» **TAREFA PROPOSTA A**: Devolva, por inteiro, cada uma das linhas posteriores ao texto que contenha a palavra "island", levando em conta a diferença entre maiúsculas e minúsculas.
#### TEXTO SELECIONADO
Se o texto é um todo organizado de sentido, ele pode ser verbal, visual (um quadro), verbal e visual (um filme), etc. Mas em todos esses casos ele será delimitado por dois espaços de não sentido, dois brancos, um antes de começar o texto e o outro depois. É o branco do papel; é o tempo de espera para que um filme comece e o que está depois da palavra "FIM"; é o momento em que o maestro levanta a batuta e o momento em que a abaixa, etc.

3 — O texto é produzido por um sujeito num dado tempo e num determinado espaço.

Esse sujeito, por pertencer a um grupo social num dado tempo e num certo espaço, expõe em seus textos as ideias, os anseios, os temores, as expectativas de seu tempo e de seu grupo social. Todo texto relaciona-se com a História, não no sentido de que narra fatos históricos de um país, mas no de que revela os ideais e as concepções de um grupo social numa determinada época. Cada período histórico estabelece certos problemas e os textos pronunciam-se sobre eles.

O texto de Murilo Mendes, que mostramos mais acima, revela o anseio de uma época em conhecer bem o Brasil, revelar suas mazelas para transformá-lo.
Não há texto que não mostre o seu tempo. Cabe lembrar, no entanto, que uma sociedade não produz uma única forma de ver a realidade, um único modo de analisar os problemas estabelecidos num dado tempo.

Como a sociedade é dividida em grupos sociais, que têm interesses muitas vezes antagônicos, produz ideias divergentes entre si. A mesma sociedade que gera a ideia de que é preciso pôr abaixo a floresta amazônica para explorar suas riquezas, produz a ideia de que preservar a floresta é mais rentável. É bem verdade que algumas ideias, em certas épocas, exercem domínio sobre outras.

É necessário entender as concepções correntes na época e na sociedade em que o texto foi produzido, para não correr o risco de entendê-lo de maneira distorcida.

Como não há ideias puras, mas todas as ideias estão materializadas em textos, analisar a relação do texto com sua época é estudar a relação de um texto com outros.

É preciso que fiquem bem claras estas conclusões:

1 - O sentido de uma parte provém do sentido do todo.
2 - O todo está delimitado por dois brancos.
3 - O sentido do texto revela ideais, concepções, anseios, expectativas e temores de um grupo social numa determinada época. 

TEXTO COMENTADO
APROVEITE QUE OS RUSSOS NÃO ENTENDEM NADA SOBRE LUCRO. ELES AINDA FAZEM CARROS QUE DURAM PELO MENOS 20 ANOS.
########
» **TAREFA PROPOSTA B**: No texto sobre o sentido, o que delimita todo texto, seja ele verbal ou visual?
#### TRECHOS DE DADOS
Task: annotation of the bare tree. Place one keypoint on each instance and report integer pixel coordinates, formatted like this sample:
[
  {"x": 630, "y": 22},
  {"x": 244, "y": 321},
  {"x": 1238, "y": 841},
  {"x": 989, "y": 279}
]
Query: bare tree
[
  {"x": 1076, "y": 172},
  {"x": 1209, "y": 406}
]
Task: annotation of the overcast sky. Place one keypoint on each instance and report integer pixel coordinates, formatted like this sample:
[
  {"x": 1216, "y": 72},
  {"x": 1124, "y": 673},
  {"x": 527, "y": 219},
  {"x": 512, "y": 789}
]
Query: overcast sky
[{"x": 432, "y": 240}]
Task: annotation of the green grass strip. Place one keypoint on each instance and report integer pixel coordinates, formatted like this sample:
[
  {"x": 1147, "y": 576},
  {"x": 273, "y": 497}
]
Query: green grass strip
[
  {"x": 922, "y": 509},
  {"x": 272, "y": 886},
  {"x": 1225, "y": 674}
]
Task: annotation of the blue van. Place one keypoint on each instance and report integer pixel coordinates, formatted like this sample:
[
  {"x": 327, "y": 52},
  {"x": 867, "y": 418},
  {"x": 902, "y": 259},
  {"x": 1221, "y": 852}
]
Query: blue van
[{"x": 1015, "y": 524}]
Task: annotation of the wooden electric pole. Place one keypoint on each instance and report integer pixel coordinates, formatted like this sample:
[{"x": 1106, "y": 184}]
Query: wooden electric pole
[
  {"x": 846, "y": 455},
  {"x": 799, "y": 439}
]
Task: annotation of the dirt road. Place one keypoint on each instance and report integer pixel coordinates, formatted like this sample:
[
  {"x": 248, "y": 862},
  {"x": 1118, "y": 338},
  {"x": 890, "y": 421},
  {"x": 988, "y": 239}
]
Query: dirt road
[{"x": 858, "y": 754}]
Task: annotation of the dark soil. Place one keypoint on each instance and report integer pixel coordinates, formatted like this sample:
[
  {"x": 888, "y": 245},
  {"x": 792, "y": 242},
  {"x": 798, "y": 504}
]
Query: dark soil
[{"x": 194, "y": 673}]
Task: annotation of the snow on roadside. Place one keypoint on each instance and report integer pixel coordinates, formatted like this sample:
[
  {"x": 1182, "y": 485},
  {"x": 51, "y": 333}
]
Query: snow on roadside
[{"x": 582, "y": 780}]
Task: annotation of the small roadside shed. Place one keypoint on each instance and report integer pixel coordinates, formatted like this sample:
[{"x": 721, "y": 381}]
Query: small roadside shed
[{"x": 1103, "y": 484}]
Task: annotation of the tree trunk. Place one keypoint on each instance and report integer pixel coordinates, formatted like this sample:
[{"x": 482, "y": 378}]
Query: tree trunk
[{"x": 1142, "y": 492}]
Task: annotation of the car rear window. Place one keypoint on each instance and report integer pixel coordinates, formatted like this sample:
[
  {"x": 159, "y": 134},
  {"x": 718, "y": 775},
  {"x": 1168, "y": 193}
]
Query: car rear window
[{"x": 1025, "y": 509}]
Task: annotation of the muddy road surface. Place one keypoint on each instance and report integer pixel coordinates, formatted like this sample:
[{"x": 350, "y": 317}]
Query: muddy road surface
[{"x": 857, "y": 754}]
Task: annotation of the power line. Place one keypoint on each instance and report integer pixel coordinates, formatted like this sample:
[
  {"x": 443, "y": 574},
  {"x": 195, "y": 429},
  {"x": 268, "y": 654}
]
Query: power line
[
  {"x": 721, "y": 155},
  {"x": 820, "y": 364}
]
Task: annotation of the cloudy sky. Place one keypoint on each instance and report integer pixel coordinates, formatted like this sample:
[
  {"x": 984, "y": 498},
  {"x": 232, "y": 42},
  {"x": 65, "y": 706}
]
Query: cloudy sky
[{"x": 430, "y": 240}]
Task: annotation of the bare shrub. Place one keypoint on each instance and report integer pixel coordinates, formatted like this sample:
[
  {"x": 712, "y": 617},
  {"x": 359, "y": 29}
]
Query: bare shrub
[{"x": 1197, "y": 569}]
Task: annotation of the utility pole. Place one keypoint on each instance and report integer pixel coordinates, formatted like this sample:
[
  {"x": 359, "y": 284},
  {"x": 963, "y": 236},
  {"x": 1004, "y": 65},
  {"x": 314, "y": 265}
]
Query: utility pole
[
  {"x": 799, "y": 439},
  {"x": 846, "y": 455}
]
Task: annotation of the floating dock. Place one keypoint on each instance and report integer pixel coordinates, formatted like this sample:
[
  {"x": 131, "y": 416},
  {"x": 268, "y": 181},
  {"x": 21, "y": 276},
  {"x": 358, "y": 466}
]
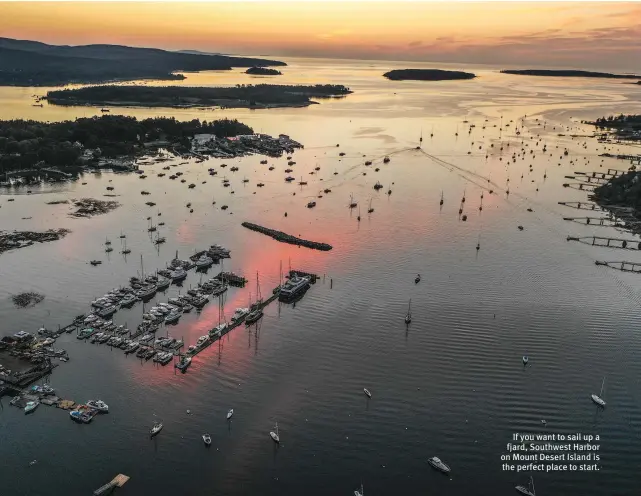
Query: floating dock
[
  {"x": 118, "y": 481},
  {"x": 624, "y": 244},
  {"x": 595, "y": 221},
  {"x": 622, "y": 266},
  {"x": 581, "y": 186},
  {"x": 583, "y": 206}
]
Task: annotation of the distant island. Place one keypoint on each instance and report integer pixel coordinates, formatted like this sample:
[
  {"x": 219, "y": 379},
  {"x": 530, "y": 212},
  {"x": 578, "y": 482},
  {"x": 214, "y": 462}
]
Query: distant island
[
  {"x": 623, "y": 126},
  {"x": 30, "y": 63},
  {"x": 427, "y": 75},
  {"x": 568, "y": 73},
  {"x": 263, "y": 71},
  {"x": 248, "y": 96}
]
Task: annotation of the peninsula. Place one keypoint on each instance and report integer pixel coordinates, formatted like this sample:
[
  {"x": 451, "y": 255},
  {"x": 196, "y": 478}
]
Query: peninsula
########
» **RESPOSTA ESCRITA A**:
Task: annotation of the distant island. Place one keypoint on each instance and report integer pixel coordinates, formatted like this sample:
Query: distant island

» **RESPOSTA ESCRITA B**: Dois espaços de não sentido, dois brancos: um antes de o texto começar e outro depois.